In April 2017, an MoU was signed between the Institute and the Indian Paint Association for a Master's Programme in Coating Sciences & Technology from the academic session 2017. Joint research projects would also be undertaken. In October 2020, an MoU was signed between the Institute and IBM for collaboration on research, development of learning content, software, and faculty training.
To promote research and innovation, particularly in the Micro, Small and Medium Enterprises sector in the state of West Bengal, a collaboration MoU was signed between the institute and the state-based advocacy group Bengal Chamber of Commerce and Industry at the Bengal Chamber Premises.

The Indo-German Living Lab Initiative has launched at IIEST Shibpur in partnership with GIZ Germany. Designed to boost MSME growth, the program drives AI-powered collaboration and Industry 4.0 adoption between Indian and German enterprises. Following upcoming international faculty exchanges and formal institutional agreements, the initiative will officially commence operations in early 2027 to advance sustainable industrial innovation. On September 22, 2026, Institution partnered with Tata Consultancy Services by signing a MoU to establish an Artificial Intelligence Centre of Excellence, fostering advanced research, industry-aligned training, and student internships in cutting-edge computing.

==Student Life==
Established in 1932, REBECA (Reunion and Bengal Engineering College Annuals) stands as the crown jewel of IIEST Shibpur’s cultural legacy, distinguished as India's oldest student-led festival. It serves as a rhythmic bridge between the institute’s storied past and its vibrant present, uniting a global alumni network with the current student body.
Spanning four days, the festival traverses a diverse sonic landscape—from the soul-stirring depth of Classical Night to the high-octane energy of Bollywood and Bangla Rock finales. Beyond the spectacle of "Pro-shows," REBECA is an emotional homecoming, fostering a unique "BEing" spirit through intellectual debates, musical battles, and nostalgic reunions under the iconic Clock Tower.

== Notable people ==
=== Notable faculty ===
- John Samuel Slater, principal
- Sankar Sen, professor of the electrical engineering department.
- Joseph Allen Stein, professor and head of the Department of Architecture
- Asok Kumar Barua, was an Indian condensed matter physicist and the honorary Emeritus Professor.
- Sabyasachi Sarkar, Former Professor, Nano Science and Synthetic Leaf Laboratory of the Institute.

┄┄┄┄┄┄┄┄┄┄┄┄┄┄┄┄┄┄┄┄

#### [Work instruction A]
From the passage on IIEST Shibpur, quote the portion that begins at the words "In April 2017, an" and stops after "and faculty training.".
#### [Work instruction B]
According to the passage on IIEST Shibpur, in what year was REBECA established?

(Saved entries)
┄┄┄┄┄┄┄┄┄┄┄┄┄┄┄┄┄┄┄┄

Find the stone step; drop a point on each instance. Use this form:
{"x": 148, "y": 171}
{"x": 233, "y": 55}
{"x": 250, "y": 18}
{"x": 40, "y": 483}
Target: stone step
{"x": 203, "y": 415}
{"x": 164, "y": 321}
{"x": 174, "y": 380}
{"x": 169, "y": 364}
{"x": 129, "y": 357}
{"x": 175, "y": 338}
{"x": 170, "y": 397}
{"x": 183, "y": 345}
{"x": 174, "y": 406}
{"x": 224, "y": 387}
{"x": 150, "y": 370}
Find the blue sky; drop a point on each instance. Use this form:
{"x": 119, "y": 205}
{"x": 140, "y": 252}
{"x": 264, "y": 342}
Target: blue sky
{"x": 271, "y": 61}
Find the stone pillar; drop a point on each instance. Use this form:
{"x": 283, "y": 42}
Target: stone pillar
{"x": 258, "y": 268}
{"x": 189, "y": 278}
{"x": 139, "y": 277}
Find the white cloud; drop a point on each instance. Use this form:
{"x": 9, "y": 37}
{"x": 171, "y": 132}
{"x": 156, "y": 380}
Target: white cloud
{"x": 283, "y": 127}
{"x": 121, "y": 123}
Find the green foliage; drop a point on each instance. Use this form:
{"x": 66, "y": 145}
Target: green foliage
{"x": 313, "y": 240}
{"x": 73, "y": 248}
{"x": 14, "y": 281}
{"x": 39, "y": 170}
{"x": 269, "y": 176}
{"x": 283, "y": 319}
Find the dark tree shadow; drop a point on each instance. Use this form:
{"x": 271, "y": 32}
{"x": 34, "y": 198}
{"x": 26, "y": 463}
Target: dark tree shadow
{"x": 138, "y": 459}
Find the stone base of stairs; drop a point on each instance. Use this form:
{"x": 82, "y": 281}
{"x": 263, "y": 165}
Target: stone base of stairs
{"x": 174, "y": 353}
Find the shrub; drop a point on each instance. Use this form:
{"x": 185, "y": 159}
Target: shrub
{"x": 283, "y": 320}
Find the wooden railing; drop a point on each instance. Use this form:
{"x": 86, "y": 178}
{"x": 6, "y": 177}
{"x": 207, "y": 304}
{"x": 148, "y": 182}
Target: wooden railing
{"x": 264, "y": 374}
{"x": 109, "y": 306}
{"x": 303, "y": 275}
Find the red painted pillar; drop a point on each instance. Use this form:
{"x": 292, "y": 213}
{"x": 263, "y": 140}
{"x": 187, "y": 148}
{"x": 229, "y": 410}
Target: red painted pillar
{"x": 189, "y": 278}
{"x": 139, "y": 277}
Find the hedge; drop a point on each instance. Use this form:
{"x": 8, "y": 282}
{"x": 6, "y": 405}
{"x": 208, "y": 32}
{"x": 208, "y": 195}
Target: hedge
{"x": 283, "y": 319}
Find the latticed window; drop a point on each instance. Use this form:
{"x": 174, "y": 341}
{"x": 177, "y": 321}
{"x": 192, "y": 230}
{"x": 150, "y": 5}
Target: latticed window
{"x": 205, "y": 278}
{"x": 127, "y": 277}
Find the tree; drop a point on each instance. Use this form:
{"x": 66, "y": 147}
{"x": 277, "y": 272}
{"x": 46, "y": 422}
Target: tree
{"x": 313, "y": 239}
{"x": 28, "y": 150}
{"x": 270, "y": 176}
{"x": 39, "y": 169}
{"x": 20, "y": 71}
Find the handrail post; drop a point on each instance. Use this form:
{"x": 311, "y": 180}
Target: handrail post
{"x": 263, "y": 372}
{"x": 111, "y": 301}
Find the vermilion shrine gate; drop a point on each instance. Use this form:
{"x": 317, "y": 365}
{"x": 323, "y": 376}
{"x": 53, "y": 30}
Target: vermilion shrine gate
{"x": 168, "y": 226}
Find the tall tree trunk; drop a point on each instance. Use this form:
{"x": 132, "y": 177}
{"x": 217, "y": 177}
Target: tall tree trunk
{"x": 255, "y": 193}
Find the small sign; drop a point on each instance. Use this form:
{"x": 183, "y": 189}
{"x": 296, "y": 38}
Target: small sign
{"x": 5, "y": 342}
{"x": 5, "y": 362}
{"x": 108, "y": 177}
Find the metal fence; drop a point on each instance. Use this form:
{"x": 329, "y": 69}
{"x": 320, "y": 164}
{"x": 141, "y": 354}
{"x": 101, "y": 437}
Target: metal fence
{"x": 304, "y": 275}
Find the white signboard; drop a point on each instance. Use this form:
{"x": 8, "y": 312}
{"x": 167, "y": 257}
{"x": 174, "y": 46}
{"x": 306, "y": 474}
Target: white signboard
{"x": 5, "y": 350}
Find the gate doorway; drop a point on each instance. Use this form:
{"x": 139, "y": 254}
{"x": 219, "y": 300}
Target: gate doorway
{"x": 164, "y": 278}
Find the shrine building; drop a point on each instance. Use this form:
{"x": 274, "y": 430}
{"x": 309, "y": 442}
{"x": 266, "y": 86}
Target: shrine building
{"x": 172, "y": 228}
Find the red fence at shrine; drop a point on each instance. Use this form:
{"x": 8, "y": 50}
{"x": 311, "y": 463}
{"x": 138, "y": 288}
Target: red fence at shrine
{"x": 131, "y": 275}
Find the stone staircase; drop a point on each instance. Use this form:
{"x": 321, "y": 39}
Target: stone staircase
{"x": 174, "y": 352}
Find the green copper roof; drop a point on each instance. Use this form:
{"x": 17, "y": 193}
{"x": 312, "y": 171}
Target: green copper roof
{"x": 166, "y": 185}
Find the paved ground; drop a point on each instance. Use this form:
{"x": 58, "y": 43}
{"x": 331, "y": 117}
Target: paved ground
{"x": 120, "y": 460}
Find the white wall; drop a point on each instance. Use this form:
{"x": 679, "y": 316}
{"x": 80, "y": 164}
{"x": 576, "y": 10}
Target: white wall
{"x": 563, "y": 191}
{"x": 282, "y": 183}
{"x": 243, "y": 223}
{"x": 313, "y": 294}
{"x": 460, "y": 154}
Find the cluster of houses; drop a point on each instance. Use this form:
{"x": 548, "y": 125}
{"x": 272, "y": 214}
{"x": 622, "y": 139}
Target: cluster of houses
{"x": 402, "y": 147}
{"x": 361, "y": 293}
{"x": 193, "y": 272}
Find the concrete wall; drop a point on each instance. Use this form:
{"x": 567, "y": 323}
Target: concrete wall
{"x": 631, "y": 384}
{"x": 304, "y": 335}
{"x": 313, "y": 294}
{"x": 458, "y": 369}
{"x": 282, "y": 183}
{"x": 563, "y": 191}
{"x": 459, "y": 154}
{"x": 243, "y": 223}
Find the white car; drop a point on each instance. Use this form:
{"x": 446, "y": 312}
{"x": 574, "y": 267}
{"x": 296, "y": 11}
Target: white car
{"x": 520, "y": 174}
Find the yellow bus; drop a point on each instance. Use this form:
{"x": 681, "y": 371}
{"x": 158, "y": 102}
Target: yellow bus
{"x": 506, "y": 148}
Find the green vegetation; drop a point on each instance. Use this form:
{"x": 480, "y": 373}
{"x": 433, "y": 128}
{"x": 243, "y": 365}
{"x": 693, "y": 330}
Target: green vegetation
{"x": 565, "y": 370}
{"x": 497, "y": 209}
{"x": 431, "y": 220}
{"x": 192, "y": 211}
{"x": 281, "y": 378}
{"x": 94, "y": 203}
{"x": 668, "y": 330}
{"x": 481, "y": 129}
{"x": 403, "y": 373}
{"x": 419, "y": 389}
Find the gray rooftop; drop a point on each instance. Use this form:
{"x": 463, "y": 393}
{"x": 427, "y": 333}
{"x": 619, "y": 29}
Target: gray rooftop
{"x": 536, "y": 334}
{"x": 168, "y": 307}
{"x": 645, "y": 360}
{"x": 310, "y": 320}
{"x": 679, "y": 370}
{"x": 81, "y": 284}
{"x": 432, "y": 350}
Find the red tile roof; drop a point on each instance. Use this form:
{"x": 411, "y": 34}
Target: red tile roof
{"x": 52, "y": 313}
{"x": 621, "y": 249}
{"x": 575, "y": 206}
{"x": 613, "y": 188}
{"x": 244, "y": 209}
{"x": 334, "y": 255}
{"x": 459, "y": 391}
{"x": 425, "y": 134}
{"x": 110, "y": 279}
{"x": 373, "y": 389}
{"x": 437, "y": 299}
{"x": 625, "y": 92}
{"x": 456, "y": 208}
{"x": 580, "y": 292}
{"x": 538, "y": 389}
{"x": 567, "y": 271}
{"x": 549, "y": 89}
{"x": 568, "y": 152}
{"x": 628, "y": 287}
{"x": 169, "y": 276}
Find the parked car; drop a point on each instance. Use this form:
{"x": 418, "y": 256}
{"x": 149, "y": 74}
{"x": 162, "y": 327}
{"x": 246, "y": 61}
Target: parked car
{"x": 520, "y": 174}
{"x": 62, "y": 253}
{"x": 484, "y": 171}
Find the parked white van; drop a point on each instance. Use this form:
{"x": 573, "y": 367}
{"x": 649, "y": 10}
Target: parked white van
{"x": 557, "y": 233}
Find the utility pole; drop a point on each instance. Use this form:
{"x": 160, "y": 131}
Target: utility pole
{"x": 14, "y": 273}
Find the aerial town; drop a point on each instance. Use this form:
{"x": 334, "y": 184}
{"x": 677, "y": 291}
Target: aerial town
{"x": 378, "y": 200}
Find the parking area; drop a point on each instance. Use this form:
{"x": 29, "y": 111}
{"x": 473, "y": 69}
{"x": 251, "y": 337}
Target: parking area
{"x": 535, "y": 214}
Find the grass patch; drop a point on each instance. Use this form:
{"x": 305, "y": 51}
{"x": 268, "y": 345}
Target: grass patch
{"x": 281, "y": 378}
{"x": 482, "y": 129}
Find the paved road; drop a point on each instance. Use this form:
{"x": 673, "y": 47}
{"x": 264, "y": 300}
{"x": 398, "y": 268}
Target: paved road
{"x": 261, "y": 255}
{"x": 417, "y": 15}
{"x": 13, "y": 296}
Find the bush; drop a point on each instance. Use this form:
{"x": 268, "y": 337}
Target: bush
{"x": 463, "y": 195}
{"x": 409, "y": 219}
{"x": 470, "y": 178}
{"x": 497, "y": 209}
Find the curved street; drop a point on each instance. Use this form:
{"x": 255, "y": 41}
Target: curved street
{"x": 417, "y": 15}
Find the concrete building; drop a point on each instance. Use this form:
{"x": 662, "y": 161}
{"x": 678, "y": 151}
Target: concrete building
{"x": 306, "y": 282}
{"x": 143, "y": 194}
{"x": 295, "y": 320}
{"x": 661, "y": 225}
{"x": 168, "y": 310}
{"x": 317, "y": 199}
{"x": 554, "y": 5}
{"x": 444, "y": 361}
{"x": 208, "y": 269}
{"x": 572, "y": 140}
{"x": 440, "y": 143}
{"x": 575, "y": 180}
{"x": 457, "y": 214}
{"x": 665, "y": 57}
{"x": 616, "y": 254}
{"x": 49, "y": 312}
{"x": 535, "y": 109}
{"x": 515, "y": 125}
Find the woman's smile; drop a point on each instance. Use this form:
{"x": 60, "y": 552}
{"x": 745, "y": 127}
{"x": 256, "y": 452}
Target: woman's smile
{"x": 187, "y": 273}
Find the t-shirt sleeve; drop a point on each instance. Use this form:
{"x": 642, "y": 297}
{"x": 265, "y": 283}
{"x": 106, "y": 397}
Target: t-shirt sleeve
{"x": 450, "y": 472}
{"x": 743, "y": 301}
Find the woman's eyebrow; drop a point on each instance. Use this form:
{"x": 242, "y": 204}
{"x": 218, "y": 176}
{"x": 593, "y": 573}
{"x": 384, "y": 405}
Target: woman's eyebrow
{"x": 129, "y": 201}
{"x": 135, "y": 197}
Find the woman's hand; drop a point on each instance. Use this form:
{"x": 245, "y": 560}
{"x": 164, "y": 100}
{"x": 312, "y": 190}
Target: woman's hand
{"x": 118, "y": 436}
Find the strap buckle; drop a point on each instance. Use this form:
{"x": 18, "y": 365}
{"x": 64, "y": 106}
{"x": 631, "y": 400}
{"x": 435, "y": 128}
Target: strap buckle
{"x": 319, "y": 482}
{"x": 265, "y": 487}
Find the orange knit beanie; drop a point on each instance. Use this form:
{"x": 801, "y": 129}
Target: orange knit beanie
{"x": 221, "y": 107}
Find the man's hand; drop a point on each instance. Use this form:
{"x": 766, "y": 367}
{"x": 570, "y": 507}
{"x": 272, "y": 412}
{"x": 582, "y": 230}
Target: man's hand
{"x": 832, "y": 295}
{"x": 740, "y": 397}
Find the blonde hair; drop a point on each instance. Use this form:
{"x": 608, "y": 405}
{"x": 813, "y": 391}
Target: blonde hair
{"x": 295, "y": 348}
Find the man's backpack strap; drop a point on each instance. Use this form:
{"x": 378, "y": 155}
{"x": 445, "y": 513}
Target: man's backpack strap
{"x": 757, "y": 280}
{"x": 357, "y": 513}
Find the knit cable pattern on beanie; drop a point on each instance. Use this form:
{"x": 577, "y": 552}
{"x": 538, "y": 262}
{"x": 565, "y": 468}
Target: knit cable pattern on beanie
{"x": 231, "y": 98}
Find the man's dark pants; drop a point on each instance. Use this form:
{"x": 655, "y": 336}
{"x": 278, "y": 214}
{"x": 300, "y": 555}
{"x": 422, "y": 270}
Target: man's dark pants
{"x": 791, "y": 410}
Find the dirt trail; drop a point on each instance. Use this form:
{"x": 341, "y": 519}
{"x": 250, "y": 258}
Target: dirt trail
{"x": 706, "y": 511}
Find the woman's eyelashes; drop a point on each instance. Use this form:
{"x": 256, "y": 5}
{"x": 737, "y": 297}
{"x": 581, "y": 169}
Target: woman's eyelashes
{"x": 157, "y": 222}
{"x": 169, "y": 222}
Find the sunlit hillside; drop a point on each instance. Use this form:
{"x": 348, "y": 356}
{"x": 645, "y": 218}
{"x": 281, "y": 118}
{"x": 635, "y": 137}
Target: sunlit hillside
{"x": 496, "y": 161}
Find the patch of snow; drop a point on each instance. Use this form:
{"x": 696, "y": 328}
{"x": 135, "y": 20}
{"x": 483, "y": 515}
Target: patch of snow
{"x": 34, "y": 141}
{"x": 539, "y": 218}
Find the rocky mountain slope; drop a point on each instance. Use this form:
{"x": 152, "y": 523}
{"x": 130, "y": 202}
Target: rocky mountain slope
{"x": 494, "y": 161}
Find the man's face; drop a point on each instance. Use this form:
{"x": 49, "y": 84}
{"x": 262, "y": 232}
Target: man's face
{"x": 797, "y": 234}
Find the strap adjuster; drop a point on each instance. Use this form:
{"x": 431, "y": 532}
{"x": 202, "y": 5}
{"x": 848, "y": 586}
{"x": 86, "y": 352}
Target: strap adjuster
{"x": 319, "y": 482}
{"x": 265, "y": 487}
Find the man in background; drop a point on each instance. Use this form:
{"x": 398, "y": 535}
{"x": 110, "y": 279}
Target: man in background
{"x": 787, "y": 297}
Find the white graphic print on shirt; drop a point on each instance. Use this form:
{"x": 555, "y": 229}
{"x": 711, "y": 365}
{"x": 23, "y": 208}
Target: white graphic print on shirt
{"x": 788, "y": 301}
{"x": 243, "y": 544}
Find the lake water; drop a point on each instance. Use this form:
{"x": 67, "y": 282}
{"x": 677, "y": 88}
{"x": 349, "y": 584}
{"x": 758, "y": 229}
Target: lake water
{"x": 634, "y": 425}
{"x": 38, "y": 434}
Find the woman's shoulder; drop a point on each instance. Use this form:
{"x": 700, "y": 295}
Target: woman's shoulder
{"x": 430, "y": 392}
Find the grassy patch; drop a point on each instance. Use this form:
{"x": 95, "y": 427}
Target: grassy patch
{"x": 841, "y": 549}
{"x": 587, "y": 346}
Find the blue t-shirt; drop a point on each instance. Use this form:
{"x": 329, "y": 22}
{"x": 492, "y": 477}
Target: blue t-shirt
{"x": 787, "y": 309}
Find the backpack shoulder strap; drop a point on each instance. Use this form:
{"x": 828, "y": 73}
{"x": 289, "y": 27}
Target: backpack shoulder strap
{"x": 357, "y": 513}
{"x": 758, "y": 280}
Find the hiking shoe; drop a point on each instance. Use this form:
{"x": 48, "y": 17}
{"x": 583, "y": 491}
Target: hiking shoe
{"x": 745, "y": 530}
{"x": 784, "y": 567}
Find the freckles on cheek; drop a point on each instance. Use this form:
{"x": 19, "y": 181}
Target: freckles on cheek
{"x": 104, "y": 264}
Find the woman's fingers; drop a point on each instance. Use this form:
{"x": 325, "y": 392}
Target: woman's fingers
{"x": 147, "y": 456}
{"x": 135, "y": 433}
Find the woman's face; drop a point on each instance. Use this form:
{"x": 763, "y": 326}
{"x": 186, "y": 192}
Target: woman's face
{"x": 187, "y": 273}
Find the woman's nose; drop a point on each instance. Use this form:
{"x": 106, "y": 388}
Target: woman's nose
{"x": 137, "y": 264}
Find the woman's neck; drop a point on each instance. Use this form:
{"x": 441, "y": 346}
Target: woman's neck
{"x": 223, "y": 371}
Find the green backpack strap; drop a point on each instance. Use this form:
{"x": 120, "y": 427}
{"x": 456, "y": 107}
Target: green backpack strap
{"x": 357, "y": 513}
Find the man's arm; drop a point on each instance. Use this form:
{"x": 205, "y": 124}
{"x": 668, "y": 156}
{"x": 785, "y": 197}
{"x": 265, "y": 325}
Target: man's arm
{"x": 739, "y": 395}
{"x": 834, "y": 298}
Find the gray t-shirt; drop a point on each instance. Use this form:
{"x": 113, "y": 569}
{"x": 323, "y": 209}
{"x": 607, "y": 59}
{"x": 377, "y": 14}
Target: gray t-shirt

┄┄┄┄┄┄┄┄┄┄┄┄┄┄┄┄┄┄┄┄

#### [Answer box A]
In April 2017, an MoU was signed between the Institute and the Indian Paint Association for a Master's Programme in Coating Sciences & Technology from the academic session 2017. Joint research projects would also be undertaken. In October 2020, an MoU was signed between the Institute and IBM for collaboration on research, development of learning content, software, and faculty training.

#### [Answer box B]
1932